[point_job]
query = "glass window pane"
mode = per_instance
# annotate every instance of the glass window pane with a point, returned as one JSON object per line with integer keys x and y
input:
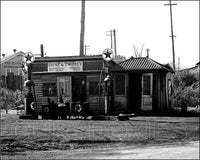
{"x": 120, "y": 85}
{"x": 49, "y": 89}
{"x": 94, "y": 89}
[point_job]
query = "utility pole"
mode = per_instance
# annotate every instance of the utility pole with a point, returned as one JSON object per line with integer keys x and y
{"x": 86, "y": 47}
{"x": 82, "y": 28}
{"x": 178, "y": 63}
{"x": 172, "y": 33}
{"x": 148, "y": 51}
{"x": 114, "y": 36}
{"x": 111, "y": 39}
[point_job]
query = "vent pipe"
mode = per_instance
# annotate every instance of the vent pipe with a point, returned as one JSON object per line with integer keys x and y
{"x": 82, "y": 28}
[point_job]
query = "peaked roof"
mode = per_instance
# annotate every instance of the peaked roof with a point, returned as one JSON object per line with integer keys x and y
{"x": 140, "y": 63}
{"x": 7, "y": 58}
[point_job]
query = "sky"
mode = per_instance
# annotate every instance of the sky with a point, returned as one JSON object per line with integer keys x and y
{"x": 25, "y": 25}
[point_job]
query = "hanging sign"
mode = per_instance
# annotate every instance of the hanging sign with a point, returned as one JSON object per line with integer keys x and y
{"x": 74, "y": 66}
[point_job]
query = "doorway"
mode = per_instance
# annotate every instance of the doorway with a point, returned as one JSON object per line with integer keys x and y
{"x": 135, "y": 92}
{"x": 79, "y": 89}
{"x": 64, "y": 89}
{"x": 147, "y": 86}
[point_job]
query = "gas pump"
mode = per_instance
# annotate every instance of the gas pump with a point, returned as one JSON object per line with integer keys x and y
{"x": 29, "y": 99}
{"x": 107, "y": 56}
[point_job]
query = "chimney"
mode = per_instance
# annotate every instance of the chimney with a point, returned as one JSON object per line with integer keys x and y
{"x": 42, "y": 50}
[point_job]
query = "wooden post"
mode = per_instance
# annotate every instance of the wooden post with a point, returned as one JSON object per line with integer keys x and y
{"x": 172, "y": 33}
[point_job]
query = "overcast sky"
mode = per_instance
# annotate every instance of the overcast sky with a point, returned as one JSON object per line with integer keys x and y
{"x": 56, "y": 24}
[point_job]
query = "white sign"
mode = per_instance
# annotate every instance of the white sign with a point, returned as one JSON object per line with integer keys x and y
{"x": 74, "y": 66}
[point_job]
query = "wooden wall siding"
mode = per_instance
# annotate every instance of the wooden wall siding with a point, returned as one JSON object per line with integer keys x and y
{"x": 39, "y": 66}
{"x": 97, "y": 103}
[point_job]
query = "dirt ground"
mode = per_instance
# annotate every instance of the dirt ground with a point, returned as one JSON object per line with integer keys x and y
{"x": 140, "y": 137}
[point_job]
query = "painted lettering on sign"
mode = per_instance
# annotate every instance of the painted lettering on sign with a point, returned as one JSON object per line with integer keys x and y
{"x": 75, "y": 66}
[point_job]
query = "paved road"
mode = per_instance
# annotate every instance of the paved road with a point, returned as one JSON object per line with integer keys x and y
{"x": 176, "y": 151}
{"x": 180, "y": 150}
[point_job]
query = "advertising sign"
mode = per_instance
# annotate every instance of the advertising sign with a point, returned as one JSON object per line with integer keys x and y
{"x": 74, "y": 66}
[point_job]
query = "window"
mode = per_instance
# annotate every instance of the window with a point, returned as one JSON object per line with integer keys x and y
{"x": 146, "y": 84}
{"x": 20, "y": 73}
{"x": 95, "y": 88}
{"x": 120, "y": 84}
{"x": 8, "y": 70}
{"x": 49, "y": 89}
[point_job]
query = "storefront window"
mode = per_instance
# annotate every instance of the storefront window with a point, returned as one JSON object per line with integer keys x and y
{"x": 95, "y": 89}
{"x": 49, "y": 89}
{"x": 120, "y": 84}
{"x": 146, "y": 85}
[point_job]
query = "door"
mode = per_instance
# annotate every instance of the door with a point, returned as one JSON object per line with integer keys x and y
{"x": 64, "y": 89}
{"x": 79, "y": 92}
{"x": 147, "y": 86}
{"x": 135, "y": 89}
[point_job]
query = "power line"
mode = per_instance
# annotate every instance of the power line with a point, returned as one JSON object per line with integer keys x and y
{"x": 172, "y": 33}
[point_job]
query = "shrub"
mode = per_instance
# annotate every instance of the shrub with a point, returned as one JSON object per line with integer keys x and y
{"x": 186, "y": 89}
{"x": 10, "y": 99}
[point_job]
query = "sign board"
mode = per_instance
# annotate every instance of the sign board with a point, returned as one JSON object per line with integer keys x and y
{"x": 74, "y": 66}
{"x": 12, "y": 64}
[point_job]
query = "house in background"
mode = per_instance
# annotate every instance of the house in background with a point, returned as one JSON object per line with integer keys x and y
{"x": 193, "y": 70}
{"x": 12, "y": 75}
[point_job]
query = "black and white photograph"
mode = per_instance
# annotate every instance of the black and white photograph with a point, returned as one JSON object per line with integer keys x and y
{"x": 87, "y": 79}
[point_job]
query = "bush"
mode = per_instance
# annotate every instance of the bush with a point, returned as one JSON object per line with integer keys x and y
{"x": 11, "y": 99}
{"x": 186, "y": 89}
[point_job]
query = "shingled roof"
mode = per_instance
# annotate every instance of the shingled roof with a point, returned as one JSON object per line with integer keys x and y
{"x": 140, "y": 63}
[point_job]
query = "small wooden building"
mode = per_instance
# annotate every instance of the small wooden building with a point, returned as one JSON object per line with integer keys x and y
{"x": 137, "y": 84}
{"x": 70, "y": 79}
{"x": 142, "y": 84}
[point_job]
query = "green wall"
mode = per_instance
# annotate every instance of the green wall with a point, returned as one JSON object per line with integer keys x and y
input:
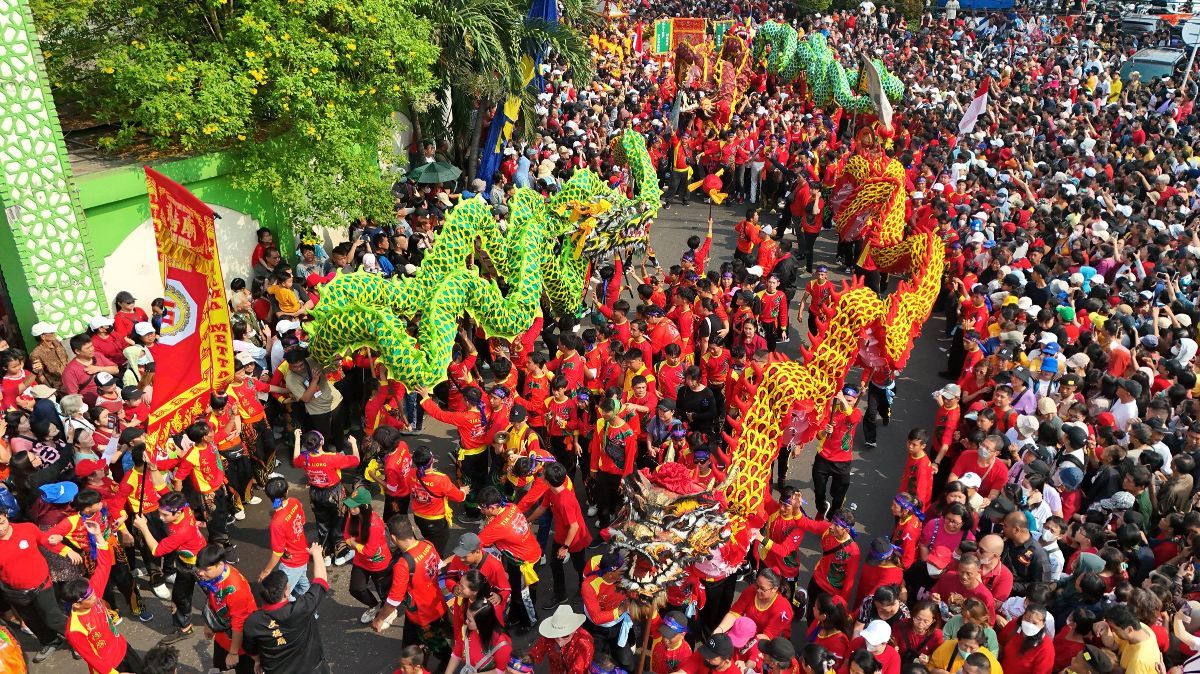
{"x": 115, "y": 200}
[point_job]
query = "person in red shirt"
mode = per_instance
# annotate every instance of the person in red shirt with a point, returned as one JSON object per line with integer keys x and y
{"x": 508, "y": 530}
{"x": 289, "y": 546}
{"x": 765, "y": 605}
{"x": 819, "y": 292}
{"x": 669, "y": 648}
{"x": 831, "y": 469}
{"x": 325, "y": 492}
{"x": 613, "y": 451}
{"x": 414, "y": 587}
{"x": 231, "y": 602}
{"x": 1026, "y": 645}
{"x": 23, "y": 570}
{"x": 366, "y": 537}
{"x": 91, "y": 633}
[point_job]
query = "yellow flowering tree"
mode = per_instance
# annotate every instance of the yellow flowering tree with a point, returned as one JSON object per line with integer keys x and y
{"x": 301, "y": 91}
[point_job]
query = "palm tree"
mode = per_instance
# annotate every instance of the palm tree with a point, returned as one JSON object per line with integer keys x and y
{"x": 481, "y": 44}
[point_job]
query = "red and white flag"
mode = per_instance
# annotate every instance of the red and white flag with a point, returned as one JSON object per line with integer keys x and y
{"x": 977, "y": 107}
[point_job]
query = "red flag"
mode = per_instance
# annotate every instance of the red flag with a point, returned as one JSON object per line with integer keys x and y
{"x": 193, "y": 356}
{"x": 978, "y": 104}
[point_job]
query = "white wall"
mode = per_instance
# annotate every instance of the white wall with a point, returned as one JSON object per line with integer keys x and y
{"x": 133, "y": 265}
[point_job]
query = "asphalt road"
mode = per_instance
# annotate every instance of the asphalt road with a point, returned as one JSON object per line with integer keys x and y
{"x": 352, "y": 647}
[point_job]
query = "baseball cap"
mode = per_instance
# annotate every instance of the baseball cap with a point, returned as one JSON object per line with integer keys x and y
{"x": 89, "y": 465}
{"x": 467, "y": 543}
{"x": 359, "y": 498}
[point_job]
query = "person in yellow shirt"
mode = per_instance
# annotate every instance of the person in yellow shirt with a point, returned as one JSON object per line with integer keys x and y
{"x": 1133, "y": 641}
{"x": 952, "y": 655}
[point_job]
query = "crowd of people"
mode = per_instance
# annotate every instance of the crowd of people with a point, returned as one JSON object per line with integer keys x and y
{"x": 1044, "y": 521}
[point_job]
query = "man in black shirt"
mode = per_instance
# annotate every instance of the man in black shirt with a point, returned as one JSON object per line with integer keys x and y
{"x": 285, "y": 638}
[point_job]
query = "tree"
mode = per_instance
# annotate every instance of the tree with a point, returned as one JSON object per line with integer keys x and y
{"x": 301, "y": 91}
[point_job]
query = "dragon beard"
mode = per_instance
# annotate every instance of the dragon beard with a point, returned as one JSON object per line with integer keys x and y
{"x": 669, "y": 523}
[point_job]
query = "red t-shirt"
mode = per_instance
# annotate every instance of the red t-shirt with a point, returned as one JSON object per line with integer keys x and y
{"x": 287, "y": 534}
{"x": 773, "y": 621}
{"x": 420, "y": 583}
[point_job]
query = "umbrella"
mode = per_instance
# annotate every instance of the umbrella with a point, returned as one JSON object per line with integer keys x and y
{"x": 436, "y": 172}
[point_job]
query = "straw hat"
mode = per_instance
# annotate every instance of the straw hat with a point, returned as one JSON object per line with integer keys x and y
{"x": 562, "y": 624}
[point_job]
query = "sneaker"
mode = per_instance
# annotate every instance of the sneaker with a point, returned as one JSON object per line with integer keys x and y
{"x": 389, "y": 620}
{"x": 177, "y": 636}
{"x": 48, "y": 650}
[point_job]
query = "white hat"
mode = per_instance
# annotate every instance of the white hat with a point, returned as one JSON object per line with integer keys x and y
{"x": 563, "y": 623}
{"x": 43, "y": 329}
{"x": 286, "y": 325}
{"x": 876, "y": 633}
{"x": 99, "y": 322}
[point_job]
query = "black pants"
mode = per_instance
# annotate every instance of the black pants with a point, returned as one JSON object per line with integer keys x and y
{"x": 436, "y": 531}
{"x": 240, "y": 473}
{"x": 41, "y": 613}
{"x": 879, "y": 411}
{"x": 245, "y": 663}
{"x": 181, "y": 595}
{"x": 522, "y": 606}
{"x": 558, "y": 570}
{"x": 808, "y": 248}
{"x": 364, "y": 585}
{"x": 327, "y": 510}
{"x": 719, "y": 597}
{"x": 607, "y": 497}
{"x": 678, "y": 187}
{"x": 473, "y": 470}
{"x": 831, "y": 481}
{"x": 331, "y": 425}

━━━━

For every line in the data above that holds "pane", return the line itself.

## PROBLEM SOLUTION
query = "glass window pane"
# annotate every instance of the glass window pane with a point, returned as one JSON object per line with integer keys x and y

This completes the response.